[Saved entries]
◇ ◇ ◇ ◇ ◇ ◇ ◇
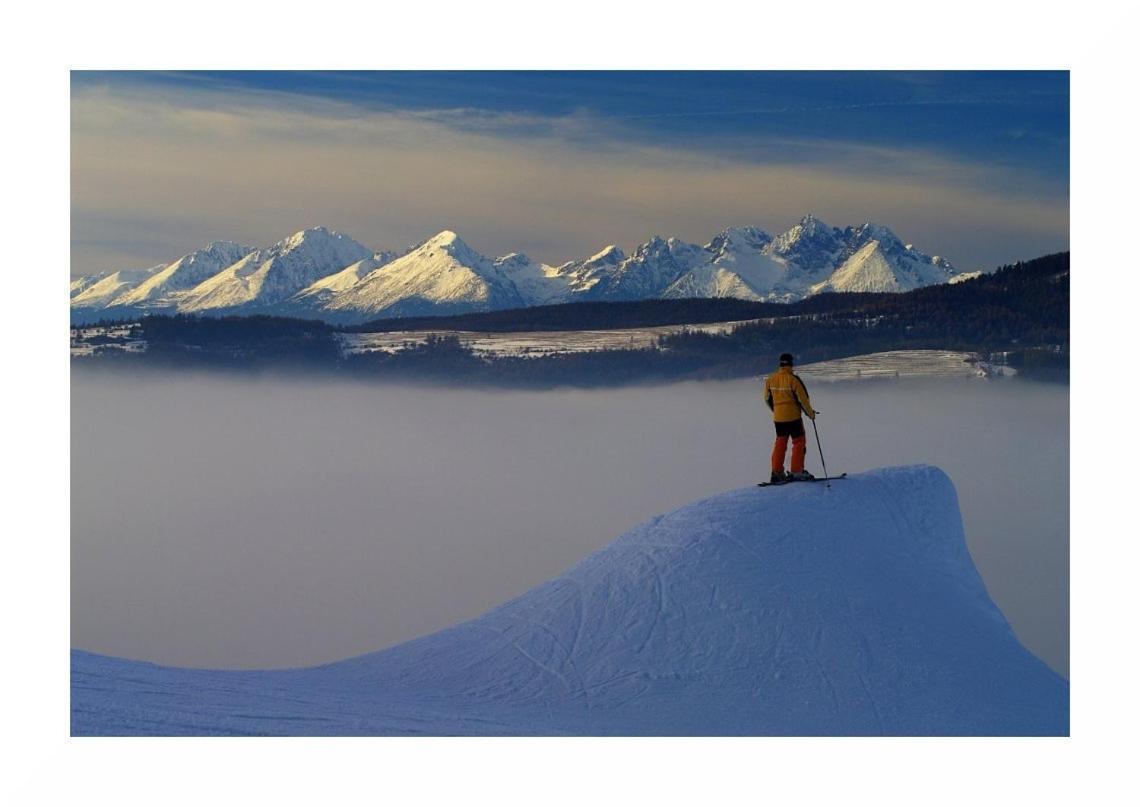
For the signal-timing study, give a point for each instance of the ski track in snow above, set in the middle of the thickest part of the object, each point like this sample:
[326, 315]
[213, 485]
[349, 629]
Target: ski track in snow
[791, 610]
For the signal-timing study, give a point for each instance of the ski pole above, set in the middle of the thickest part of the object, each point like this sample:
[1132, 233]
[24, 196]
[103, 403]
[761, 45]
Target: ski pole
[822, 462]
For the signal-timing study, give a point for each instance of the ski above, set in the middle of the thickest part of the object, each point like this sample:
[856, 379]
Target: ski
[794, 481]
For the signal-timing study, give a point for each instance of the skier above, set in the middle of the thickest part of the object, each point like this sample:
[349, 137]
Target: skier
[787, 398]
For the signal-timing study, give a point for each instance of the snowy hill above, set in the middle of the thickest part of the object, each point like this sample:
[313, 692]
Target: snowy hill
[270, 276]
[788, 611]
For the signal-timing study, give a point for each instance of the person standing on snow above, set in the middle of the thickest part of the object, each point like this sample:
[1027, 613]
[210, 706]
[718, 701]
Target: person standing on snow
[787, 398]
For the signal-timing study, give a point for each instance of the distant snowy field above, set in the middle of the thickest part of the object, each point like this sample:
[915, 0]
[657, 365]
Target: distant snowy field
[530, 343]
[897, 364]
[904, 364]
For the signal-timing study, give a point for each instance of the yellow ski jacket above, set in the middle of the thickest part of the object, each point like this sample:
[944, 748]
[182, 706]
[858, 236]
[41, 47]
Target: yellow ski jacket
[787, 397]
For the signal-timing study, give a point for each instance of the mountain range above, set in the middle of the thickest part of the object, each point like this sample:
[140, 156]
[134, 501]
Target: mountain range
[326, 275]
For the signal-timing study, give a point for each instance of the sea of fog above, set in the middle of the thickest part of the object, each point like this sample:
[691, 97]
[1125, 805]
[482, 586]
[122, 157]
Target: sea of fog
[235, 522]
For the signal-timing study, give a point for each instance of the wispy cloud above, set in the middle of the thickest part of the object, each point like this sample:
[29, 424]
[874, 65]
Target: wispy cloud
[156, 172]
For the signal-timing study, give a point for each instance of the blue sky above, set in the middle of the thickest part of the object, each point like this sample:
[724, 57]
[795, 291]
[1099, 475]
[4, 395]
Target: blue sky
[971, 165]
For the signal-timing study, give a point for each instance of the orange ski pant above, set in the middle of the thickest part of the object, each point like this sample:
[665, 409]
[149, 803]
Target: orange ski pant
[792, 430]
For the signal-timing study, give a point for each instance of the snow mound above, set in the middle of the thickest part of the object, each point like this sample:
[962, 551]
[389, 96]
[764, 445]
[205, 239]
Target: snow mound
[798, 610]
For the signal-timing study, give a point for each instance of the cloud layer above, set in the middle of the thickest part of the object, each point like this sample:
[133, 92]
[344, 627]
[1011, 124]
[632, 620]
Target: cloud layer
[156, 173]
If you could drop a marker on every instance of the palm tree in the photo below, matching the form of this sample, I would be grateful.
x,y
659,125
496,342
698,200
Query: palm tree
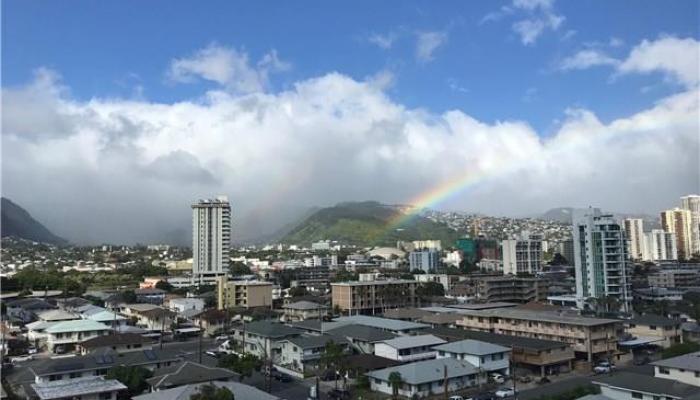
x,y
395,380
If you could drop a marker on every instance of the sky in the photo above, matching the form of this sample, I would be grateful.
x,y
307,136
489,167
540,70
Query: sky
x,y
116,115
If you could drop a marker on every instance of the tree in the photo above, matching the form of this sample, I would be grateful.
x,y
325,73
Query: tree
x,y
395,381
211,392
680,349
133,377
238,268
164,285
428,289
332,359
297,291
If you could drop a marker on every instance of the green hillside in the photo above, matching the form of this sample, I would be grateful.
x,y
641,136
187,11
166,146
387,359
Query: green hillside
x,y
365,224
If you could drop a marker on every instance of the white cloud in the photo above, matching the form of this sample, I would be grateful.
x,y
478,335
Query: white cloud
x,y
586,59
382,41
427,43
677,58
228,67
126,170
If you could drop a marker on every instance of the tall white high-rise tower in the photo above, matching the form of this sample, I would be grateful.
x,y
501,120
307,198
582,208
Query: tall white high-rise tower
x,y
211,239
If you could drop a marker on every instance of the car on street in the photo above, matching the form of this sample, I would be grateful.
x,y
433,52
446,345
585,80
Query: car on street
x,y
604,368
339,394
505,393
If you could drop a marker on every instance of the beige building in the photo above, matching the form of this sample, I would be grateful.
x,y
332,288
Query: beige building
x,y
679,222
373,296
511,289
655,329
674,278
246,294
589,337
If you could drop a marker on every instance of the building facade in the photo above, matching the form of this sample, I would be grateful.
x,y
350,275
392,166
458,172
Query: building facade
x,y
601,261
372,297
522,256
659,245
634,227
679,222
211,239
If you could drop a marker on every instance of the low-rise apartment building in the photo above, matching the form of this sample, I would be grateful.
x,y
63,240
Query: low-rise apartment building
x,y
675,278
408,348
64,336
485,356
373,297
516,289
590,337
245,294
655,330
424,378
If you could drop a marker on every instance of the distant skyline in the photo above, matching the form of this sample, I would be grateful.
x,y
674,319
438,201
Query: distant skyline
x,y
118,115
◇ ◇ ◇ ◇ ◇ ◇ ◇
Word for word, retype all of the data above, but include no pictures.

For the signal-timing study, give a point for each instance of the ski track in snow above, set in the middle of the thickest part of the object, each point like this sample:
[326, 315]
[213, 485]
[349, 629]
Target: ski track in snow
[791, 610]
For the signal-timing study, give a point for each instance of the ski pole above, set in the middle of the thickest part of the object, each point like this sample:
[1132, 233]
[24, 196]
[103, 403]
[761, 45]
Target: ski pole
[822, 462]
For the signal-timing study, give a point for each instance of the ski above, set in the middle of the thickest part of the object, each point like this sample:
[856, 379]
Target: ski
[794, 481]
For the signal-timing study, give a point for each instance of the skier above, set in the middle of the thickest part of the object, each point like this sample:
[349, 137]
Target: skier
[787, 398]
For the signal-timing study, give a point for each instance of the snowy hill above, set in the middle of the thickest part of the object, each point like this sample:
[313, 692]
Target: snowy hill
[270, 276]
[788, 611]
For the signal-timing study, give a point for each instance of the person standing on snow above, set in the middle of the thickest part of the object, each point like this sample:
[1027, 613]
[210, 706]
[718, 701]
Target: person standing on snow
[787, 398]
For the signal-timing study, give a point for each instance of the distant snowy field above, set in the middle of the thickest part of the object, each point like this sample:
[915, 0]
[657, 365]
Target: distant snowy field
[530, 343]
[897, 364]
[904, 364]
For the signal-timing study, give a point for each instance of the yellow ski jacket above, set in the middle of the thickest part of the object, each point like this sample:
[944, 748]
[182, 706]
[858, 236]
[41, 47]
Target: yellow ski jacket
[787, 397]
For the signal-timing study, give a point for each instance of the mountain range above, set in the middle of the thickest part of the object, each point like this sample:
[140, 156]
[134, 501]
Target: mountain range
[326, 275]
For the signal-timing study, give a point for each instance of the sea of fog above, set in the middle of the thickest part of the object, each point like this sample:
[691, 97]
[1125, 805]
[482, 586]
[122, 157]
Target: sea of fog
[235, 522]
For the signal-timing study, give a point for each instance of the wispy cloud above, set in the middle of the thickest part of the object, each point like this sample:
[29, 424]
[874, 65]
Target: wispy cloud
[156, 172]
For the signal-timing study, give a point for each instance of the blue sky above, set in the middle of the thickest part of the object, each point like this sample:
[724, 57]
[795, 291]
[1099, 475]
[4, 395]
Target: blue sky
[971, 165]
For the signal-timing study, give a point for each instance of the orange ski pant above, set in the middle of the thickest part of the object, each point like this sample:
[665, 409]
[149, 803]
Target: orange ski pant
[792, 430]
For the signal-timing study, give a point for each instance of the snow mound above, set in the middle of the thickest part of the object, each point like this sample:
[962, 551]
[389, 96]
[764, 445]
[205, 239]
Target: snow mound
[798, 610]
For the signal-timing study, give a point for each instance of the cloud layer above, set in the middle of the thickest part of the object, each point like this sample:
[133, 92]
[344, 627]
[1011, 124]
[632, 620]
Target: cloud layer
[156, 173]
If you could drop a marker on every instance of the palm tree in the photo below, matching the form of this sample, I would be grateful.
x,y
659,125
496,342
698,200
Query: palm tree
x,y
395,380
If you could drop a marker on every instance of the sky in the photo above, matching the form of this sample, I would be grateful.
x,y
307,136
489,167
540,70
Query: sky
x,y
116,115
If you could drop a marker on every instance of the tree in the photo above, matching the form of this sample, I would be grateful.
x,y
325,73
Query: tree
x,y
395,381
211,392
680,349
133,377
238,268
164,285
428,289
332,359
297,291
If you could drop a marker on every instance of the green hillside in the photo above, matching the form of this sample, I would be grateful.
x,y
641,136
187,11
166,146
387,359
Query: green hillside
x,y
365,224
If you could drop a marker on every instance of the white cloud in the photo above, matching the form of this sample, I would be grateful.
x,y
478,335
Query: white cloud
x,y
586,59
382,41
427,43
677,58
228,67
126,170
If you could drop a marker on every instance of the tall white high-rise tower in the photo above, matching the form of this sample, I would be grateful.
x,y
501,120
307,198
582,208
Query: tall white high-rise tower
x,y
211,239
If you could drop a marker on every instance of the car on street in the photo above, matching the form of this sample, I would be grateful.
x,y
433,52
446,345
585,80
Query: car on street
x,y
604,368
339,394
505,393
If you could drop a marker on every instance of the beige building in the photo above, matching the form of this sample, I would be grateful.
x,y
332,288
Query: beige building
x,y
679,222
373,296
511,289
655,329
674,278
246,294
589,337
If you could drop a marker on every instance of the building facade in the photo above, matching the form of this sample, I would be grateful.
x,y
350,275
392,166
458,172
Query: building facade
x,y
601,261
372,297
522,256
659,245
634,227
679,222
211,239
If you could drop a marker on every instance of the low-rise apartment building in the photo above, matching the form of this sample, I would be grateful.
x,y
63,240
Query: low-rise apartment building
x,y
675,278
408,348
64,336
485,356
373,297
516,289
590,337
245,294
655,330
424,378
If you could drop a marker on every instance of the distant skyline in the photo above, matching the form of this sample, I would be grateful.
x,y
674,319
438,201
Query: distant skyline
x,y
118,115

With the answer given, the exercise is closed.